* **TASK GOAL**
Pull every line containing "covered" from the entries.

[Point localization data]
____
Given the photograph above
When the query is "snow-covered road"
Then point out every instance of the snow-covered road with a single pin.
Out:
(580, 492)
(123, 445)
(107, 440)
____
* **EXPECTED OUTPUT**
When the query is "snow-covered road"
Then point out every instance of the snow-covered road with a single pin.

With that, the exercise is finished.